### Exercise aim
Rewrite the lines of the listing as a numbered list with blank lines omitted, starting at the line containing "hair shown in this photo?" and ending at the listing's last line. Include both of those lines and no others.

### Records supplied
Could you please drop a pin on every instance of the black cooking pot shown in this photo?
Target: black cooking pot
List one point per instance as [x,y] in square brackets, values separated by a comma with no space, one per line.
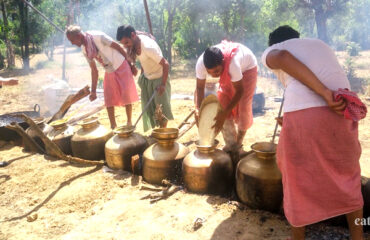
[6,119]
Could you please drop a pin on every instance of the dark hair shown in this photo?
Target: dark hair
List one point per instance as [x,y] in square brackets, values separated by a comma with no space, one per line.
[124,31]
[212,57]
[282,34]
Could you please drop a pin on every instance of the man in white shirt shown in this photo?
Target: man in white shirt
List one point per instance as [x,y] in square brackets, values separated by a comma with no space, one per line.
[119,85]
[318,151]
[154,72]
[236,67]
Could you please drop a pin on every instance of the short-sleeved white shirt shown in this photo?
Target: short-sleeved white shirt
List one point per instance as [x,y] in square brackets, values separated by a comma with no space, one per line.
[243,60]
[150,57]
[321,60]
[111,58]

### Answer to the task
1. Could you please drop a pin on every instance of the dark hair shown in this photo?
2. Target: dark hair
3. List one point per instance as [x,y] in square brackets, values separated by a comma with no space, one per line.
4. [124,31]
5. [212,57]
6. [282,34]
7. Could you please drop a pin on every instance of the man in white shirt shown in this photo?
8. Target: man in white shirt
9. List one point per instance as [x,y] in square brackets, values separated by a comma with no space, one per line.
10. [119,85]
11. [318,151]
12. [154,72]
13. [236,67]
14. Could you please drop a pin on every instance of the short-sleeved white shirt shown in this photo?
15. Target: short-sleeved white shirt
16. List one point per instance as [x,y] in square brackets, values separated by a comma with no space, one per line.
17. [243,60]
18. [150,57]
19. [321,60]
20. [111,58]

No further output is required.